• [EXTRAIT CHOISI]:
------------------------------------------------------------------------
Jusqu’ici on a envisagé la langue initiale et les langues historiquement attestées comme si c’étaient autant d’unités. Tel n’est pas le cas. La notion de « dialecte », qui intervient sans cesse en linguistique, en fait foi.

Il faut ici faire abstraction du sens vulgaire, qui oppose le « dialecte » à une langue littéraire établie.

Le nom est grec, et il a été fait pour des situations grecques. Le grec ancien n’est pas, comme le latin, une unité. Il a été écrit de manières diverses suivant les temps et suivant les lieux. Dans tel type de parlers, on dit nāsos « île » et dans tel autre, nēsos ; dans tel, le datif pluriel est possi, posi « aux pieds » et, dans tel autre, podessi ; dans tel, « je veux » se dit boulomai, dans tel autre bellomai, et, dans tel autre, dēlomai ; dans tel, « possession » se dit ktēsis, et, dans tel autre, p(p)āsis. Mais ces différences ne sont pas telles que des Grecs employant des parlers de types différents aient eu le sentiment de parler des langues distinctes. Certaines de ces différences, comme l’opposition de nēsos à nāsos entrent dans de grandes séries de correspondances phonétiques, d’autres comme celle de podessi à possi, posi relèvent de différences grammaticales régulières, d’autres enfin sont de simples faits de vocabulaire, ainsi ktēsis : (p)pāsis. Ces diversités n’empêchaient pas les Grecs de sentir qu’ils avaient tous une même langue dans l’ensemble. Ce qui caractérise d’abord le « dialecte », c’est donc la diversité dans l’unité, l’unité dans la diversité.

Le « dialecte » même n’est pas un. Les Grecs distinguaient trois grands dialectes : ionien, éolien et dorien, auxquels les linguistes actuels ajoutent un quatrième, l’achéen (arcado-cypriote). Mais un texte donné n’est pas écrit en un dialecte ; il y a seulement des formes diverses de chaque dialecte. Par exemple, il n’y a pas un parler dorien : il y a le corinthien (avec le syracusain), l’argien, le laconien, le crétois, le rhodien, etc. Et encore ces types généraux admettent des variétés : il n’y a pas un parler crétois, et l’on observe des différences appréciables d’une localité de la Crète à une autre. Un « dialecte » est un ensemble de parlers divers présentant des caractères communs et plus semblables entre eux qu’ils ne sont aux autres parlers de la même langue.
------------------------------------------------------------------------
• [DÉFI 1]: Selon le texte sur la notion de dialecte, quels sont les trois grands dialectes que distinguaient les Grecs ?
• [DÉFI 2]: Reprenez le texte sur la notion de dialecte à la suite de sa dernière phrase.

Extraits de données d'étiquetage de lieux:
------------------------------------------------------------------------
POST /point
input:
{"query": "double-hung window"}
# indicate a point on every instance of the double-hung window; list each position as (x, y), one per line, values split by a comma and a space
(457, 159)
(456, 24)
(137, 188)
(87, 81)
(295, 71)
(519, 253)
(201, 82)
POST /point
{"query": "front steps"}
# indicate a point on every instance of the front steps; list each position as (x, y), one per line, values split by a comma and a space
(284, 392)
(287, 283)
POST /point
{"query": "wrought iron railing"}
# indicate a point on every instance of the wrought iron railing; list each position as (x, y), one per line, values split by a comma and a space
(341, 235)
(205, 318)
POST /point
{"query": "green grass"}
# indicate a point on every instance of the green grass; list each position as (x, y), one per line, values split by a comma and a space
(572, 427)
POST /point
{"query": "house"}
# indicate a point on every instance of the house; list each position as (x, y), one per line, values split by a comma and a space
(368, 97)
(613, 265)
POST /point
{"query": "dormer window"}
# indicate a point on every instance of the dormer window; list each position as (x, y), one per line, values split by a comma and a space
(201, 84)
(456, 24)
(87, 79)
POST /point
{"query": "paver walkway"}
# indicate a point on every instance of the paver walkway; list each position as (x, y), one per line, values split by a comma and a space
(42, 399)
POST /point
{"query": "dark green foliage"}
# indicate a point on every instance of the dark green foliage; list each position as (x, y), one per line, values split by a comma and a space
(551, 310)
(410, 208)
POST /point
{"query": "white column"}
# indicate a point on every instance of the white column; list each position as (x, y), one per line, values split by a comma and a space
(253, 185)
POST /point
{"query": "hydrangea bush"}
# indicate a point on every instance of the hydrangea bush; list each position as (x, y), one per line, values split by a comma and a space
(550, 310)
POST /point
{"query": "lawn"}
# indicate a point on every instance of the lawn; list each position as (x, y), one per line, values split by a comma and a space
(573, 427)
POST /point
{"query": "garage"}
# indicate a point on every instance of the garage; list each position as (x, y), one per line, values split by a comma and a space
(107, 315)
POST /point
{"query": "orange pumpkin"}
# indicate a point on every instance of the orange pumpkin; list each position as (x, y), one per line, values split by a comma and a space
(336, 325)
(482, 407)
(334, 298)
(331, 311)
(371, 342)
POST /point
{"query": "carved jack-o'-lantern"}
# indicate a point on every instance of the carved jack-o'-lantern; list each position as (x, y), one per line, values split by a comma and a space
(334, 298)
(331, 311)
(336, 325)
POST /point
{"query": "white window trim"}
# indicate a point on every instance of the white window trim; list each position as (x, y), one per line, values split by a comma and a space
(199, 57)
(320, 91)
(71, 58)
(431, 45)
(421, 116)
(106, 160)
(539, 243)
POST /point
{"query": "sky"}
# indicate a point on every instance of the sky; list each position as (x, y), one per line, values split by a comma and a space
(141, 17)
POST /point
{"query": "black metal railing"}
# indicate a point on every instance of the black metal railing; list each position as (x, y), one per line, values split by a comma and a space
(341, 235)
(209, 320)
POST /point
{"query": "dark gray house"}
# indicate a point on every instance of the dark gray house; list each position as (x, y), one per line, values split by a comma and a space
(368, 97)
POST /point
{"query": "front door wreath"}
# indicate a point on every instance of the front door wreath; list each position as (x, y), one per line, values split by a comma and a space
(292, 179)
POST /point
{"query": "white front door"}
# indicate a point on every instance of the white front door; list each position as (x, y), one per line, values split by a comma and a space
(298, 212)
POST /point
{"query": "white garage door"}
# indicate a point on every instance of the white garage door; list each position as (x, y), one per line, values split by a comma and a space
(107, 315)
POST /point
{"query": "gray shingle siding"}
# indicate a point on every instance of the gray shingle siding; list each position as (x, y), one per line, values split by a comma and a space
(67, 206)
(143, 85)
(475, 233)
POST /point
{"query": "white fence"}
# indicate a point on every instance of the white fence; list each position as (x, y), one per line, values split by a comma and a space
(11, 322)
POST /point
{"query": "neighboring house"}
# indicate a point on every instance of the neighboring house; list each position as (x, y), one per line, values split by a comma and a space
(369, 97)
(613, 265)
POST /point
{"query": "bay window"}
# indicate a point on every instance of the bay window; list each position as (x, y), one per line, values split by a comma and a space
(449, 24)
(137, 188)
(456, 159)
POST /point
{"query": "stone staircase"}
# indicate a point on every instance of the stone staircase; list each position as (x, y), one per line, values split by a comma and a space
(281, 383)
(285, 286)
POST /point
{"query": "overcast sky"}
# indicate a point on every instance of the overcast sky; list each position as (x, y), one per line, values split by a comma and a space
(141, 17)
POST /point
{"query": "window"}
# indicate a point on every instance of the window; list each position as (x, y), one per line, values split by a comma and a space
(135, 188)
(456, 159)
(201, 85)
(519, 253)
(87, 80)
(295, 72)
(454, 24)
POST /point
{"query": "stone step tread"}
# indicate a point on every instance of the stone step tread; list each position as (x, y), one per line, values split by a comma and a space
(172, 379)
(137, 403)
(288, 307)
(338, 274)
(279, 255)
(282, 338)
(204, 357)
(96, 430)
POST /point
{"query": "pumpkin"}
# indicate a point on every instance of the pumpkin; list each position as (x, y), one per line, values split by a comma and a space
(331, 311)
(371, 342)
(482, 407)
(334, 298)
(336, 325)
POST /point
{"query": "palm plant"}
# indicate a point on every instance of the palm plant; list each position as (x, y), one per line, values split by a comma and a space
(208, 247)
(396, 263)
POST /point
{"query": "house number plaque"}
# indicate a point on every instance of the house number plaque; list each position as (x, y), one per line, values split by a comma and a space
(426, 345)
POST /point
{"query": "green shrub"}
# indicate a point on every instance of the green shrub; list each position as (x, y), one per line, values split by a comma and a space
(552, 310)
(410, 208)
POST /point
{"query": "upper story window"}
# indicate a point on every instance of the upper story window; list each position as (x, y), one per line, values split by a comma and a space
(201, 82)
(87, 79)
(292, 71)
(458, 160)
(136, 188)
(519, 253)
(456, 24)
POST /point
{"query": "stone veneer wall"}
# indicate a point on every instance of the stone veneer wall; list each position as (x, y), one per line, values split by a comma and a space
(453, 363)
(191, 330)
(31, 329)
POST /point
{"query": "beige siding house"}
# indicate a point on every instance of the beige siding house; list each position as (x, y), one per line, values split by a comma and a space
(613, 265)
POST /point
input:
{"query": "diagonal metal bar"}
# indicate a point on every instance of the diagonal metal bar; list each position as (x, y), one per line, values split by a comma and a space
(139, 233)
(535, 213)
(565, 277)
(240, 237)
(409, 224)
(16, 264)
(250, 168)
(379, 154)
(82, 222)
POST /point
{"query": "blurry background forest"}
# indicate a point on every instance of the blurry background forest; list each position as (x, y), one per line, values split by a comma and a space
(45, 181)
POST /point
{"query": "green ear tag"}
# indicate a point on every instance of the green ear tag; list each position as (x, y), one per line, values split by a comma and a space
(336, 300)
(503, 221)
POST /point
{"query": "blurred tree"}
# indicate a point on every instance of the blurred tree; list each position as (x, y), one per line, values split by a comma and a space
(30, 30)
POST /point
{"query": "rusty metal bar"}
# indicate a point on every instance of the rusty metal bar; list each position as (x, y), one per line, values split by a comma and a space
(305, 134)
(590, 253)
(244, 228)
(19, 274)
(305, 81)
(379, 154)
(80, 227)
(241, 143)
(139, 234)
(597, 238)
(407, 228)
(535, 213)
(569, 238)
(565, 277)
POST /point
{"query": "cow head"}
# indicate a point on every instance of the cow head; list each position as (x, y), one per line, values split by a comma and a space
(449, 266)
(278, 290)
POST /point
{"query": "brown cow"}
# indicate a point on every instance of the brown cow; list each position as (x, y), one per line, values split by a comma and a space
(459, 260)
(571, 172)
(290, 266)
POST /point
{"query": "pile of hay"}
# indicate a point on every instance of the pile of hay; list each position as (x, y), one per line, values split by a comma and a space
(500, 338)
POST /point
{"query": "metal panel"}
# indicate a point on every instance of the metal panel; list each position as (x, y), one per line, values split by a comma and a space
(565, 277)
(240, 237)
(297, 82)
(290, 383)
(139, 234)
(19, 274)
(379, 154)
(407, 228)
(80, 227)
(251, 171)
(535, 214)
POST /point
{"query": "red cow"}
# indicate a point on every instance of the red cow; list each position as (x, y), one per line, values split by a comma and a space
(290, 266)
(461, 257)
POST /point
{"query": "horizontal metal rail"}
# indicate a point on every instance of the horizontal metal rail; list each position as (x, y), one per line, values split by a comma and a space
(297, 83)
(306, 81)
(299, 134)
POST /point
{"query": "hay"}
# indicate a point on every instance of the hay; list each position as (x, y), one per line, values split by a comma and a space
------------------------------------------------------------------------
• [RÉPONSE 1]: L'ionien, l'éolien et le dorien.

• [RÉPONSE 2]:
Troisième point : les dialectes n’embrassent pas nécessairement tous les parlers d’une langue. Ainsi, en grec, le parler de tous le plus connu, l’attique, offre avec l’ionien des particularités communes, mais il ne fait pas partie proprement du dialecte ionien, et, moins encore, d’aucun autre. Les parlers de l’Élide, de la Locride, de la Phocide sont, à bien des égards, proches du dorien ; mais ils ne sont pas proprement doriens. Les parlers d’une langue ne se laissent donc pas toujours grouper tous en dialectes définis.

Ainsi la notion de dialecte est fuyante. Elle l’est d’autant plus qu’elle résulte de conditions historiques diverses.

Les dialectes grecs proviennent de ce qu’il y a eu, sur le domaine hellénique, des poussées successives et différentes d’envahisseurs. La plus ancienne vague que l’on observe est peut-être celle des Achéens, dont on n’a pas l’histoire, mais que les documents hittites récemment découverts laissent entrevoir vers le xiiie siècle av. J.-C. et dont le souvenir survit, sous forme légendaire, dans les poèmes homériques ; il en reste à date historique les parlers arcadiens dans le Péloponnèse, le pamphylien au Sud de l’Asie-Mineure, et le cypriote, qui jusqu’au bout a marqué un terme extrême de l’expansion des Hellènes. La vague ionienne est sans doute à peu près de même époque ; il n’en reste rien dans la Grèce propre ; mais l’Eubée, les îles de la mer Égée, et les rives de la Méditerranée, de la mer Noire aux côtes de Gaule, ont des colonies ioniennes. La plus récente de ces grandes poussées est celle des Doriens qu’on aperçoit encore en progrès aux débuts de la période historique de la Grèce et qui a recouvert nombre de régions déjà entièrement occupées par des hommes parlant d’autres dialectes helléniques, notamment une grande partie du Péloponnèse et la Crète.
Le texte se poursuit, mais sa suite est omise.